写了个ipv4地址字符串转换为4个整型数的函数, 大佬们帮我看一下有没有啥问题, 跪谢
正确条件是: 仅包含数字, 空格, 点,
允许数字和点之间的空格,
点与点之间为空或为空格, 则默认为0, 如 '...' 视为'0.0.0.0',
点数量为3,
数值不大于255.
其他情况均为非法地址.
代码如下:
程序代码:
#include <stdio.h>
#include <string.h>
#include <ctype.h>
int isIpv4Correct(const char*, int*);
int main(int argc, char const *argv[])
{
char ipv4str[50] = {};
int ipv4int[4] = {};
strcpy(ipv4str, "...");
puts(ipv4str);
if (isIpv4Correct(ipv4str, ipv4int)) {
puts("Correct!");
for (int i = 0; i < 4; i++) {
printf("%d ", ipv4int[i]);
}
} else {
puts("Error!");
}
return 0;
}
int isIpv4Correct(const char *ipv4str, int *ipv4int) {
int i = 0, ip = 0;
int res = 0;
int dotCount = 0;
int inNum = 0;
char cur = ipv4str[i];
while (cur) {
if (!isdigit(cur) && cur != ' ' && cur != '.') {
return 0;
} else if (isdigit(cur)) {
inNum = 1;
res = res*10 + cur-'0';
if (res > 255) return 0;
} else if (cur == ' ') {
if (inNum) {
return 0;
} else {
while (cur == ' ') {
cur = ipv4str[++i];
}
continue;
}
} else {
++dotCount;
inNum = 0;
ipv4int[ip++] = res;
res = 0;
}
cur = ipv4str[++i];
}
if (dotCount != 3) return 0;
ipv4int[ip] = res;
return 1;
}

| 练习要求 |
- a) 将帖子中以“正确条件是”开头的那段改写为简短的条目列表，保留其中的各项规则。
- b) 帖子代码的 main 函数用 strcpy 把什么字符串复制进了 ipv4str？

物体位置数据集的行:
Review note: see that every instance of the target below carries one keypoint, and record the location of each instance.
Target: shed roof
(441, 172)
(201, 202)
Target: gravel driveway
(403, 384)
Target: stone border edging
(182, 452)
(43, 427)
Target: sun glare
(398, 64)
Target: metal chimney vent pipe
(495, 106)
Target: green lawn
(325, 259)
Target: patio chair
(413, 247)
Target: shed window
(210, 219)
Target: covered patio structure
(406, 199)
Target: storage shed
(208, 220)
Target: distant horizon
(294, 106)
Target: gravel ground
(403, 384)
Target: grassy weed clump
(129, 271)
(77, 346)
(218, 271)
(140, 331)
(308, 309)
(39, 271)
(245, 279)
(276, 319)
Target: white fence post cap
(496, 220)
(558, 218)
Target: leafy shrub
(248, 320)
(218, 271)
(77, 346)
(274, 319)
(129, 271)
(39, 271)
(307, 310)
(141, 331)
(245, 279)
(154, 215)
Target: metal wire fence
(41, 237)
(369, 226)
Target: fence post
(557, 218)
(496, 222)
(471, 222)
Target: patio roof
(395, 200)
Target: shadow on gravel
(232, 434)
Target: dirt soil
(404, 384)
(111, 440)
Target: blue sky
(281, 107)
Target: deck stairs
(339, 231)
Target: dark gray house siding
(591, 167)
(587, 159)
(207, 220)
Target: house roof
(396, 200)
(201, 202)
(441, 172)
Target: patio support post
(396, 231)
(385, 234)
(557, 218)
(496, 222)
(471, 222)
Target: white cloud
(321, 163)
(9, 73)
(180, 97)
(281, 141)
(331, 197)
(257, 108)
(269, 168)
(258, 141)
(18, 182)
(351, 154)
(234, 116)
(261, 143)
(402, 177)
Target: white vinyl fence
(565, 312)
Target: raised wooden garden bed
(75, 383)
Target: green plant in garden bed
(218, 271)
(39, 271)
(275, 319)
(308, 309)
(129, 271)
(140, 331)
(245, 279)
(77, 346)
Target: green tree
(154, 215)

| 参考答案 |
- a)
- 只能包含数字、空格和点
- 数字与点之间允许有空格
- 两个点之间为空或只有空格时按0处理，如“...”视为“0.0.0.0”
- 点的数量必须为3
- 每个数值不超过255
- 其他情况一律为非法地址

- b) 字符串"..."，即三个点。